> **Try it**
Lift out, unaltered, the lines of the material below between the line holding "Where can you see the curtain" and the line holding "Where can you see the white pillow", counting both.

───── Data for review

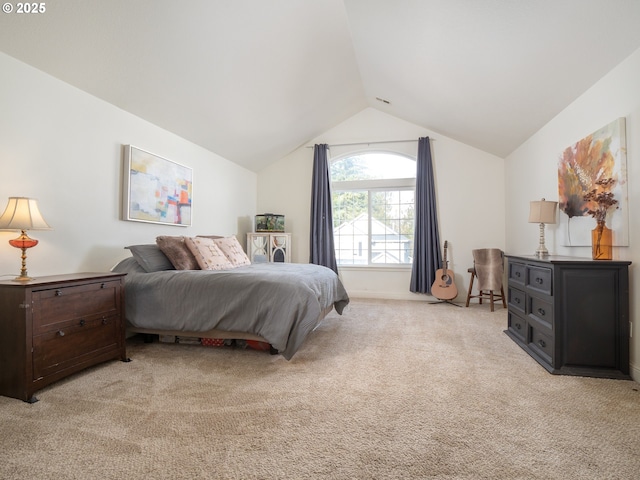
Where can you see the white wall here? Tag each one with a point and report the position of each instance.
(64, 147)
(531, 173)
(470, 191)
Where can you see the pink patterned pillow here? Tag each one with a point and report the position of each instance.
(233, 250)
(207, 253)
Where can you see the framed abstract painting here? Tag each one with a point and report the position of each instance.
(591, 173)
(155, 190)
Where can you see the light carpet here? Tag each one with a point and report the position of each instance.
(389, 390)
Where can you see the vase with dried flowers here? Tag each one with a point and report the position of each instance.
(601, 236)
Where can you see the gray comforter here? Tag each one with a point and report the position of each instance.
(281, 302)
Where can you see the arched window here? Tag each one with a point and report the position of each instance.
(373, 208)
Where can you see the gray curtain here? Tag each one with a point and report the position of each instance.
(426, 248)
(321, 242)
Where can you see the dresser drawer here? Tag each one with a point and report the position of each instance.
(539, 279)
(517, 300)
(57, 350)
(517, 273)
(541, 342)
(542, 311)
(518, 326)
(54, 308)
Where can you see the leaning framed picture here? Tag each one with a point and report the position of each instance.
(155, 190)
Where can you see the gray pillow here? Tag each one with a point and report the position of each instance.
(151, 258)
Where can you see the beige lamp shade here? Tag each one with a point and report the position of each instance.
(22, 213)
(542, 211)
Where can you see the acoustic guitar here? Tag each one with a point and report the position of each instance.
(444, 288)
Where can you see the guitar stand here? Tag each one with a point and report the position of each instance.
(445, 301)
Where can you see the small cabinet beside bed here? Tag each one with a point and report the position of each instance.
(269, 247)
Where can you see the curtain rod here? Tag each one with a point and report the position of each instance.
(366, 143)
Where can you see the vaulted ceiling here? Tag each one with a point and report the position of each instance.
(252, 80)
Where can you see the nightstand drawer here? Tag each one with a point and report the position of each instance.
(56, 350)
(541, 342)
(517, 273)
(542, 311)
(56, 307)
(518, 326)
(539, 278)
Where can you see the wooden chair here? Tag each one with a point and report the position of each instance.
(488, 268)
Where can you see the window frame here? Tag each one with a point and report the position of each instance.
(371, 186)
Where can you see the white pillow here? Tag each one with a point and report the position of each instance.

──────────
───── Data for review

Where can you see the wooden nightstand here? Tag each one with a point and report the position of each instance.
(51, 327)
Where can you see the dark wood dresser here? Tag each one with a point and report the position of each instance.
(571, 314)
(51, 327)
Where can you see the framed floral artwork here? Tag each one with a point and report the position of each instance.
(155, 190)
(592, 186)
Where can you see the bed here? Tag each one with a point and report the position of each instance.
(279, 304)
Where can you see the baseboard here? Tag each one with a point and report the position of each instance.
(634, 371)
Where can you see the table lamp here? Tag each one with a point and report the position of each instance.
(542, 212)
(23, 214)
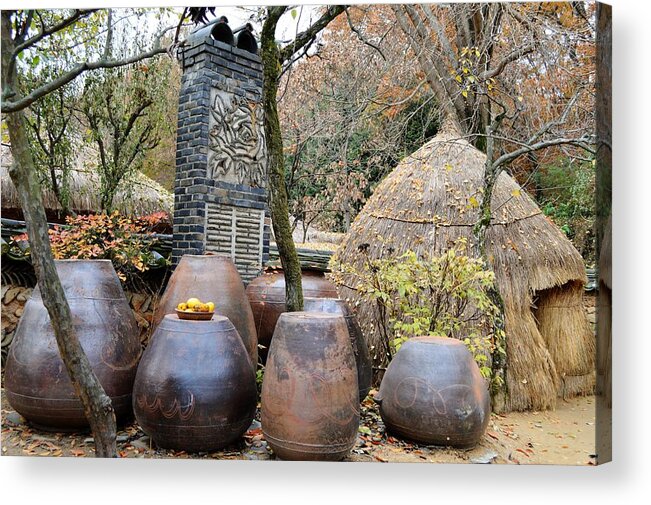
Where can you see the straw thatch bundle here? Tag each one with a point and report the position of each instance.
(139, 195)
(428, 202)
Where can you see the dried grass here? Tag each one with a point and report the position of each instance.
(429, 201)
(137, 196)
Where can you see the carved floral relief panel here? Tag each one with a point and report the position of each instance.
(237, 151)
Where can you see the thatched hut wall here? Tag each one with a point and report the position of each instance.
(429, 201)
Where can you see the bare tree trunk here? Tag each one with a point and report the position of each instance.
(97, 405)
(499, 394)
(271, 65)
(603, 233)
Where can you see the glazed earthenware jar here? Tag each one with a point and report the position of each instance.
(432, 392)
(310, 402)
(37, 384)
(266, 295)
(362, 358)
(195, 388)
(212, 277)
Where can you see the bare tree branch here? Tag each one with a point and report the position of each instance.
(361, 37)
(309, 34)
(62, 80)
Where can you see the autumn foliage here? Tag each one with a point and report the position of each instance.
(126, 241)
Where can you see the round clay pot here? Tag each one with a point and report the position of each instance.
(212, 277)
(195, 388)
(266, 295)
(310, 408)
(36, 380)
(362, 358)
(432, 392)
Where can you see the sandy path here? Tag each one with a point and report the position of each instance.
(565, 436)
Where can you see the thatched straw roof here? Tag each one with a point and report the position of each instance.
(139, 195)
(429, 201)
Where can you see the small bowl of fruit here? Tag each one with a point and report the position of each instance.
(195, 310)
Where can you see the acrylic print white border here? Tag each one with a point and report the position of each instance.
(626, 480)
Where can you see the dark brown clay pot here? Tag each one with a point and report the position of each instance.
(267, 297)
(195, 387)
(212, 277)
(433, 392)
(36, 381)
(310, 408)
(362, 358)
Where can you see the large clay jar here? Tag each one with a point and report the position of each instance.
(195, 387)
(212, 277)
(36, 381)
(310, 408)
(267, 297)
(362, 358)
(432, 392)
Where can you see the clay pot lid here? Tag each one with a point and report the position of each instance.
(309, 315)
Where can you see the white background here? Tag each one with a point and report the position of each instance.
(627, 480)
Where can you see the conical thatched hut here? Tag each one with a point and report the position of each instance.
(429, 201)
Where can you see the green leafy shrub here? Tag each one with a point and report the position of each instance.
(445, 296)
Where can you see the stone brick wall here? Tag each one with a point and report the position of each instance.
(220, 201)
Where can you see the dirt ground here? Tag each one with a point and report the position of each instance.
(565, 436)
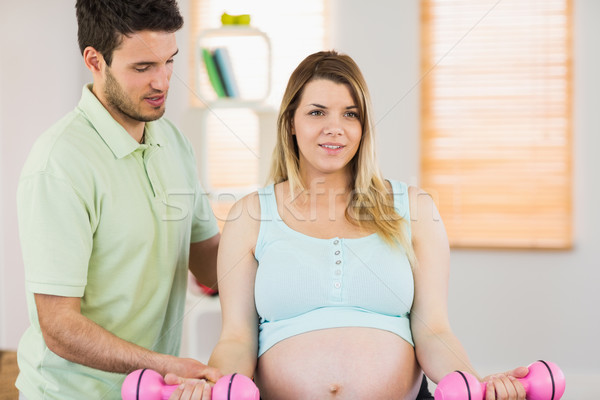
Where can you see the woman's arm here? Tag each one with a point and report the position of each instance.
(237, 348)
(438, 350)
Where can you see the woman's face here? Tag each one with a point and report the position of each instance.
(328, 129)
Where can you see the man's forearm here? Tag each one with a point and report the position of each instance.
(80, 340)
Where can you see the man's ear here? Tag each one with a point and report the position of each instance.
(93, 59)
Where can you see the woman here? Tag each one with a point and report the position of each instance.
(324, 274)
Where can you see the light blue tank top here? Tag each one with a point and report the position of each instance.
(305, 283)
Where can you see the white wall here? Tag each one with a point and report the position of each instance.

──────────

> **Task solution**
Where can you see the curtain rod here? Tag each one with a point and report the position of each instance.
(366, 143)
Where can you see the vaulted ceiling here? Tag each one with a point and report the position of each instance.
(252, 80)
Where can you see the nightstand drawer here? Tag each one with a point and report the position of each instance.
(56, 350)
(541, 342)
(517, 273)
(542, 311)
(56, 307)
(518, 326)
(539, 278)
Where can you see the wooden chair here? Tag each one with a point and report the position of each instance.
(488, 268)
Where can you see the window frame here? Tag each one with a point and report the position of each instance.
(371, 186)
Where can you see the white pillow here? Tag each one with a point and report the position of each instance.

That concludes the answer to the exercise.